[What you should do] Copy out all of the lines below without altering a single character.
>> BEGIN Raw data
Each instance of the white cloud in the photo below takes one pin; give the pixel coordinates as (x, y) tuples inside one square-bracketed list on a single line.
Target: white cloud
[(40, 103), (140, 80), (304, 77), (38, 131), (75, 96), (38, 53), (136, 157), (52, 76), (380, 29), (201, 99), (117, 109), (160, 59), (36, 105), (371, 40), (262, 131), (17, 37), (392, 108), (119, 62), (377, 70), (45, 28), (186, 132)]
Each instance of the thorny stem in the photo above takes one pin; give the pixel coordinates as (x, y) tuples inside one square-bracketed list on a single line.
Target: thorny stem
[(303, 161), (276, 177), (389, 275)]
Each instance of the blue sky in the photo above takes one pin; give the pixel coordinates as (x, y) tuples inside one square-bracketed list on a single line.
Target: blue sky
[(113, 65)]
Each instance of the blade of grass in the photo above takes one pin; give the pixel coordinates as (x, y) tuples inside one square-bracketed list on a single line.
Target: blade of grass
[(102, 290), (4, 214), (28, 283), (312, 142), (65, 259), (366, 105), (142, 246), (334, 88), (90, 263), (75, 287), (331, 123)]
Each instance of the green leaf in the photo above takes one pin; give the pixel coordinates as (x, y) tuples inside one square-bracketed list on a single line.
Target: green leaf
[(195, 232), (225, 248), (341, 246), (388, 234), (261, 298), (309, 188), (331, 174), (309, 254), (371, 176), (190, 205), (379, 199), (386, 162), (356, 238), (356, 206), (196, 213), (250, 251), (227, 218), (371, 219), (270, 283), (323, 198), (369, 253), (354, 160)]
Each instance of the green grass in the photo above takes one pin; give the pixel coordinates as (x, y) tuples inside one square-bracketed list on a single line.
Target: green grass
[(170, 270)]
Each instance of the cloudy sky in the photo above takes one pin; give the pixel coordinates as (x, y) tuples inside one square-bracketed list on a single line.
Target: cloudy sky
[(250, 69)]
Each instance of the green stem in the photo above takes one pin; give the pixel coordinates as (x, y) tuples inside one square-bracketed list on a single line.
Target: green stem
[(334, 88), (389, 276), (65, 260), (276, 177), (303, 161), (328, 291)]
>> END Raw data
[Full solution]
Each instance of the white cloud in the photo below takes one pin; give the pixel coordinates as (x, y) tuples inside one square-bracketed list on a single line.
Target: white cloud
[(40, 103), (140, 80), (304, 77), (38, 131), (75, 96), (38, 53), (136, 157), (52, 76), (380, 29), (201, 99), (117, 109), (160, 59), (36, 105), (371, 40), (262, 131), (17, 37), (392, 108), (119, 62), (377, 70), (45, 28), (186, 132)]
Each instance of the thorny stem in the photo above takes one pin; give the pixel coordinates as (x, y) tuples inside one square-bracketed list on a single line.
Target: thorny stem
[(303, 161), (276, 177), (389, 275)]
Each instance of the blue sky in the photo above takes one pin; give the pixel coordinates as (x, y) tuples inside one square-bracketed list on a single line.
Target: blue sky
[(113, 65)]
Each instance of the blade of grass in the photo above takes one pin; give the pixel coordinates as (x, y) tuples inside one square-bracketed list on a single line.
Target: blade of grass
[(102, 290), (4, 214), (28, 283), (312, 142), (65, 259), (366, 105), (142, 246), (334, 88), (90, 263), (75, 287), (331, 123)]
Each instance of the green leaf in the photo above takes one pin; give the pixel coordinates as (x, y) tuples inside one square-bracketed list on a single line.
Target: green leaf
[(195, 232), (225, 248), (341, 246), (388, 234), (261, 298), (309, 188), (331, 174), (309, 254), (371, 176), (190, 205), (379, 199), (386, 162), (356, 238), (356, 206), (196, 213), (250, 251), (227, 218), (371, 219), (270, 283), (323, 198), (369, 253), (354, 160)]
Each instance of the green grass in the photo above takes one pin; give the pixel coordinates as (x, y) tuples inside one square-bracketed list on a single line.
Target: green grass
[(170, 270)]
Each instance of the cloudy sky in the photo above takes one pin; give the pixel coordinates as (x, y) tuples inside one square-bracketed list on a single line.
Target: cloudy sky
[(250, 69)]
Each instance of the green stem in the photo above takes one pin; give the pixel coordinates as (x, y) tuples inside one square-bracketed list on a single line.
Target: green stem
[(334, 88), (389, 276), (65, 260), (276, 177), (303, 161), (328, 291)]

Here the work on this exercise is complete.